- **Consigne**: Selon le document, combien de Kényans ont rejoint les rangs de l'EI en Libye et en Syrie d'après les renseignements kényans ?

- **Document**:
------------------------------------------------
Déjà meurtri par plusieurs attaques d'envergure des islamistes somaliens shebab, le Kenya voit la présence croissante du groupe Etat islamique en Afrique de l'Est attiser les craintes d'attentats par des Kényans rentrés au pays après avoir été combattre le jihad.
"Il y a maintenant une menace réelle de la part de l'EI pour le Kenya et le danger va continuer de croître", estime Rashid Abdi, analyste de l'International Crisis Group basé à Nairobi.
En témoigne, selon lui, plusieurs arrestations récentes, dont celle début mai de trois Kényans accusés de recruter pour l'organisation EI et d'avoir "planifié des attaques à grande échelle".
Les renseignements kényans estiment à une centaine le nombre de Kényans ayant rejoint les rangs de l'EI en Libye et en Syrie, avec la perspective de voir certaines de ces recrues rentrer avec la formation nécessaire pour commettre des attentats meurtriers.
------------------------------------------------
- **Liste fournie**:
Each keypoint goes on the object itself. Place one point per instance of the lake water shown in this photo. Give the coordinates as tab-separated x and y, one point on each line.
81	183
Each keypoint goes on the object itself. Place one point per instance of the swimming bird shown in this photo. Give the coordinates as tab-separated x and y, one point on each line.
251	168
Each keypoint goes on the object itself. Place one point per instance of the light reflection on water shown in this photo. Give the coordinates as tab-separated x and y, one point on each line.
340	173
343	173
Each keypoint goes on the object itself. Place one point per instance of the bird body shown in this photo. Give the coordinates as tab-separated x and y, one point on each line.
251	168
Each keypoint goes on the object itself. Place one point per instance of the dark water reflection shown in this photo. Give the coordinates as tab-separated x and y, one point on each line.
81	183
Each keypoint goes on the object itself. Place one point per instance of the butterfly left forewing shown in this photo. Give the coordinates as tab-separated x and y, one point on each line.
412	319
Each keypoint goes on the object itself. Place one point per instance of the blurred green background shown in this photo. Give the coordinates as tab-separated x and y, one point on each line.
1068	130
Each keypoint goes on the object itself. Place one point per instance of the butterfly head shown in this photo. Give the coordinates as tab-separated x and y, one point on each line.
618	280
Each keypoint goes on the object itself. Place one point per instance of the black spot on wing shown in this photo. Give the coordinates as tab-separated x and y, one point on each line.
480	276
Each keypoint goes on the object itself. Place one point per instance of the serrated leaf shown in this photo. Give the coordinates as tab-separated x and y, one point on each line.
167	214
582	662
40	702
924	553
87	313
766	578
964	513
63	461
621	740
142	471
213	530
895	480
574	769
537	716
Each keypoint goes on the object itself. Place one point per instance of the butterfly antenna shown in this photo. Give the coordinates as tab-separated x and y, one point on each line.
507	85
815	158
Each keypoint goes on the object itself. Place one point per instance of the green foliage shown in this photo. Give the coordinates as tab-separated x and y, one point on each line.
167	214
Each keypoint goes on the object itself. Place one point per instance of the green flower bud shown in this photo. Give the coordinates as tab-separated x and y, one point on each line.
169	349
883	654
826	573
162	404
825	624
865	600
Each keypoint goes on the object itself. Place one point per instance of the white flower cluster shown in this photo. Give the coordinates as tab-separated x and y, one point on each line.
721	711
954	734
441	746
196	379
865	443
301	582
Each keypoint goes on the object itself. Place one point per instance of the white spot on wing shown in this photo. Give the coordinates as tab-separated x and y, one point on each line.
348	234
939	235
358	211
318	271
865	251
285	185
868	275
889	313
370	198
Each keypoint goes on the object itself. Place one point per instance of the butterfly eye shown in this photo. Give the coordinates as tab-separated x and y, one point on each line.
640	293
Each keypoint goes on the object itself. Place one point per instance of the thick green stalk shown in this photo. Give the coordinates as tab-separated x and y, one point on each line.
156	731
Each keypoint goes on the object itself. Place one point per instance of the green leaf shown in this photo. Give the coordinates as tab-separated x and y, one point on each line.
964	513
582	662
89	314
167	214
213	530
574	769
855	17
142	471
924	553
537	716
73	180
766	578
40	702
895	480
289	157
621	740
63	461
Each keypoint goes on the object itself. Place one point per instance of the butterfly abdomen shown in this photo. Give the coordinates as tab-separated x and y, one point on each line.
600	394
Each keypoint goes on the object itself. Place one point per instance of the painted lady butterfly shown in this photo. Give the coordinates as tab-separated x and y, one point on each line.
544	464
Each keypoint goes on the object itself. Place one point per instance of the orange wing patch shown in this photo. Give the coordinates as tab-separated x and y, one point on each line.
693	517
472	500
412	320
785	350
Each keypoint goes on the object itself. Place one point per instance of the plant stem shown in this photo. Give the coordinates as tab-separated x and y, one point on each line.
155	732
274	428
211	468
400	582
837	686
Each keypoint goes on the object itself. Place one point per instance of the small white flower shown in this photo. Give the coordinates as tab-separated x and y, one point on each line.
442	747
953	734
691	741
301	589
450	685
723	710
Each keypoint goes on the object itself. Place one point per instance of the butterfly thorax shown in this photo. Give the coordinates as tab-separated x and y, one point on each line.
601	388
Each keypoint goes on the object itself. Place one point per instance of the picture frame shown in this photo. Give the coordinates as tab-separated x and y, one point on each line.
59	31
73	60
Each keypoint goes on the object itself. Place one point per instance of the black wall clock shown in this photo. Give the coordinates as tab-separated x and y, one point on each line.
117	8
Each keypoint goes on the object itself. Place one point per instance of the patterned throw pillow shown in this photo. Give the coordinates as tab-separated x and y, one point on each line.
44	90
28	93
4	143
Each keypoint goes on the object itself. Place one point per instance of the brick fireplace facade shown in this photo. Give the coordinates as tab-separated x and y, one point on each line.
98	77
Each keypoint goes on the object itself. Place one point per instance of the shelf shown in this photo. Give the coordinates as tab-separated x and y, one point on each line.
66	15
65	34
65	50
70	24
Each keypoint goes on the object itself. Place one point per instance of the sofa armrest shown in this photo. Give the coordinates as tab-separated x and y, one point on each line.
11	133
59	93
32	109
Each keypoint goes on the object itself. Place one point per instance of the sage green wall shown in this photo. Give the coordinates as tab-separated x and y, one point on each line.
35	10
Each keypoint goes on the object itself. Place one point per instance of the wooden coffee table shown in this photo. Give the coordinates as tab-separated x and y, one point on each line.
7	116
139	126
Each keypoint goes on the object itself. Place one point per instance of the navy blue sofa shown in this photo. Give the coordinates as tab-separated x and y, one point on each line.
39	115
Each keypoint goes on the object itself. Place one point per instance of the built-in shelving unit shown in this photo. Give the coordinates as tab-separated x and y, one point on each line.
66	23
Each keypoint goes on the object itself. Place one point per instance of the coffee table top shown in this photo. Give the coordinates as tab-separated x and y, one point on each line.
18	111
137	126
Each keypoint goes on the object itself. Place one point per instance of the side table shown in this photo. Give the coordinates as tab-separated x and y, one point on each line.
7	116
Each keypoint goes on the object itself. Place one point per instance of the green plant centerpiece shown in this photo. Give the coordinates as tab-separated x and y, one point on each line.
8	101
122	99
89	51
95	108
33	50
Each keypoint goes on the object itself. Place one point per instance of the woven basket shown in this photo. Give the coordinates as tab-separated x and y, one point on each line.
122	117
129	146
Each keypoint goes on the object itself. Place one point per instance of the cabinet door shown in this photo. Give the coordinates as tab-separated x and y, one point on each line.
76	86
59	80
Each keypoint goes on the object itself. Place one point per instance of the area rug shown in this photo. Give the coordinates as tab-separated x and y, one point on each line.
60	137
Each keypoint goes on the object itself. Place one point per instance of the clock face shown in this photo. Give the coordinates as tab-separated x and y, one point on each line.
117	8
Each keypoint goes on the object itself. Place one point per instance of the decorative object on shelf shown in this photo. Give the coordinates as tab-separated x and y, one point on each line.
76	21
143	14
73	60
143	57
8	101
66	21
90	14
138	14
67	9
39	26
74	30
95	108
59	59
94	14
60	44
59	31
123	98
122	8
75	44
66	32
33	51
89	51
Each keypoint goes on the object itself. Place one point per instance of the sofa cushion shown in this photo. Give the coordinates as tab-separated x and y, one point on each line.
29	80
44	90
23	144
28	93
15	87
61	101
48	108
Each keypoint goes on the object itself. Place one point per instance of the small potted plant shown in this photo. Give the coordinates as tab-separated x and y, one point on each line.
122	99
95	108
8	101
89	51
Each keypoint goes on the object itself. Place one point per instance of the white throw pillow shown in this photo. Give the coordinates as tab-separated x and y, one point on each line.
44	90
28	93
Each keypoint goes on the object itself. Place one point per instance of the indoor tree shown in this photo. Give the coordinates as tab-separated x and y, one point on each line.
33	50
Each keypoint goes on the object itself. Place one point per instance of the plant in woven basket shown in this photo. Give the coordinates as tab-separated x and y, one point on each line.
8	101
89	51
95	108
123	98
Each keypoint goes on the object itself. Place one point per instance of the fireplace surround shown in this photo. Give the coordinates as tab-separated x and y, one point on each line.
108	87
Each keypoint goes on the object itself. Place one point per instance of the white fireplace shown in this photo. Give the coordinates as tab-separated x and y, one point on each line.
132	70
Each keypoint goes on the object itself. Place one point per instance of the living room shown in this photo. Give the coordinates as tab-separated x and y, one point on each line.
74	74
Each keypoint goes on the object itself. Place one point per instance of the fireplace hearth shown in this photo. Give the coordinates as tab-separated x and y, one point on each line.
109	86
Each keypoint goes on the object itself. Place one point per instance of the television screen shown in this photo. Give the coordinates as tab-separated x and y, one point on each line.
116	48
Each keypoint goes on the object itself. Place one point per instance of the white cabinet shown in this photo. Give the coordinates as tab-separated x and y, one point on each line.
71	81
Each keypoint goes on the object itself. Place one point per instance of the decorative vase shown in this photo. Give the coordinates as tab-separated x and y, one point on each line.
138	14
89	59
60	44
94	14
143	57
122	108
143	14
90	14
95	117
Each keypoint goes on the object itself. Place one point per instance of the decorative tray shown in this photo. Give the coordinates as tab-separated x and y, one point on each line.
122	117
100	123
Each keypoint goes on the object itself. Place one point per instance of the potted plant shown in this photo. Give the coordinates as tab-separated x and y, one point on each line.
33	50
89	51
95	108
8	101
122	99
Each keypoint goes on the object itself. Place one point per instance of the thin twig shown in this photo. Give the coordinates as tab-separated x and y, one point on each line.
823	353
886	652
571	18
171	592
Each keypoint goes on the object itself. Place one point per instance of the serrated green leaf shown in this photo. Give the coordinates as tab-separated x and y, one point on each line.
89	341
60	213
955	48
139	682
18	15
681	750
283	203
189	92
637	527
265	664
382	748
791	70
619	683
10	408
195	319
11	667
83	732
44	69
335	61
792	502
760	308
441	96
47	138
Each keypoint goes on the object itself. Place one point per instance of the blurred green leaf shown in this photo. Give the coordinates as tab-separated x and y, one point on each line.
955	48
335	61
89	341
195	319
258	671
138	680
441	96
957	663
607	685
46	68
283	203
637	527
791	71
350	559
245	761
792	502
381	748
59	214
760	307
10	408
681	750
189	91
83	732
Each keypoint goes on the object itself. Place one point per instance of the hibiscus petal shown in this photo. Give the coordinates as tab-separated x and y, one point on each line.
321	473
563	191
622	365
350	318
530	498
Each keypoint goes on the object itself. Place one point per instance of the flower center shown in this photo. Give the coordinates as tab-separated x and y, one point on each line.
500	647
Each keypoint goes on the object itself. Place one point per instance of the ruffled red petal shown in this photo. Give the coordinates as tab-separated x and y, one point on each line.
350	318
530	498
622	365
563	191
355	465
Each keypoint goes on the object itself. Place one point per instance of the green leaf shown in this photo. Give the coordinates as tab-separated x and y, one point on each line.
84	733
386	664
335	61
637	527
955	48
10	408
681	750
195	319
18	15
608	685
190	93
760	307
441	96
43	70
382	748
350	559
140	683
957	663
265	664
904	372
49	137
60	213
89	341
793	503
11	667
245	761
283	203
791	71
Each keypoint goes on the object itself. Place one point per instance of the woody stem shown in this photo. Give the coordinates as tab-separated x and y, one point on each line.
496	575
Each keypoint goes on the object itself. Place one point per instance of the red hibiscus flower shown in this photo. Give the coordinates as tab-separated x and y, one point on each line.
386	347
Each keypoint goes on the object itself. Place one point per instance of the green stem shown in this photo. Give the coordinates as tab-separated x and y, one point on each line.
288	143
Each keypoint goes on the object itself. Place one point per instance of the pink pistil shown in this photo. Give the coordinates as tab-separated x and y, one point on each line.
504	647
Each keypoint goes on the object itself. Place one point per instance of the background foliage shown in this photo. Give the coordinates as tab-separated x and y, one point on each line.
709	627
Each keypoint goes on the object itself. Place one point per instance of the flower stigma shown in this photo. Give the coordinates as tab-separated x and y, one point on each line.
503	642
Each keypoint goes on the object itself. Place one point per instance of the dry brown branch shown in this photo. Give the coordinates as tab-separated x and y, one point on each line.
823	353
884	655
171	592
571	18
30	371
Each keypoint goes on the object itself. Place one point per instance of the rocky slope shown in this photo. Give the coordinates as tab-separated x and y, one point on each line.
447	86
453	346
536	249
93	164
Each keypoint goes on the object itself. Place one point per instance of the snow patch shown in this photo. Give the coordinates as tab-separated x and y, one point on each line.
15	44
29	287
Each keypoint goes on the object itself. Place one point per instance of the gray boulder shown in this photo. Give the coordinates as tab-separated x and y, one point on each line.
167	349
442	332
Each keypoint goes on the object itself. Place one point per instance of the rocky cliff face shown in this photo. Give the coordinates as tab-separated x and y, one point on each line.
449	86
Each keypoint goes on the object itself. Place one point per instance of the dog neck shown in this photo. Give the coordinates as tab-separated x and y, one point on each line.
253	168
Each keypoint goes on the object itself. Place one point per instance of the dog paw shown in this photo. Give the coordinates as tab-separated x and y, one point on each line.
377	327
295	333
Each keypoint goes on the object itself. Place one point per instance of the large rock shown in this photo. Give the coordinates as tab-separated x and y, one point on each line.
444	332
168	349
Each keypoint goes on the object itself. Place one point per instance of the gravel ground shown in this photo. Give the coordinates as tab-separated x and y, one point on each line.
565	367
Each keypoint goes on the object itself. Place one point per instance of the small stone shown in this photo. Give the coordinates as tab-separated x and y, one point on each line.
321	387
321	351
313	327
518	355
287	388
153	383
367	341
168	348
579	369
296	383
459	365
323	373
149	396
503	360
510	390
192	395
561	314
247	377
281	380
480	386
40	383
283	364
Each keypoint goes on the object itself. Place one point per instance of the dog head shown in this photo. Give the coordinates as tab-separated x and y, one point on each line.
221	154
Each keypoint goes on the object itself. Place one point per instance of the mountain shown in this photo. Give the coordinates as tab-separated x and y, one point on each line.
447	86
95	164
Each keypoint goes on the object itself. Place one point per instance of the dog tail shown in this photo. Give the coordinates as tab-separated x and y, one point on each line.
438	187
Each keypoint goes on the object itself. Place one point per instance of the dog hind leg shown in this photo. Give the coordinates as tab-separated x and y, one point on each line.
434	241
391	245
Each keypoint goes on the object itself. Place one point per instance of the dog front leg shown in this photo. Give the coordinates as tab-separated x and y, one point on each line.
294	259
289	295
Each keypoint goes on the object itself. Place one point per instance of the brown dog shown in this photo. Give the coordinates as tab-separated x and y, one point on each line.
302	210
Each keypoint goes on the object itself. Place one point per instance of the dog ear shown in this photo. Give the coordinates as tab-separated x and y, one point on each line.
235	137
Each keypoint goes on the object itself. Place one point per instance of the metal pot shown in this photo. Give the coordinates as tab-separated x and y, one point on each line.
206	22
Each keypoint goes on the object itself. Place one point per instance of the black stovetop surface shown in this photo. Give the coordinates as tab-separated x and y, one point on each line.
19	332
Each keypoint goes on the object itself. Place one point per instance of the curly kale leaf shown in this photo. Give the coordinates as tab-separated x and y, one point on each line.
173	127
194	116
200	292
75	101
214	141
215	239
------------------------------------------------
- **Réponse**: Les renseignements kényans les estiment à une centaine.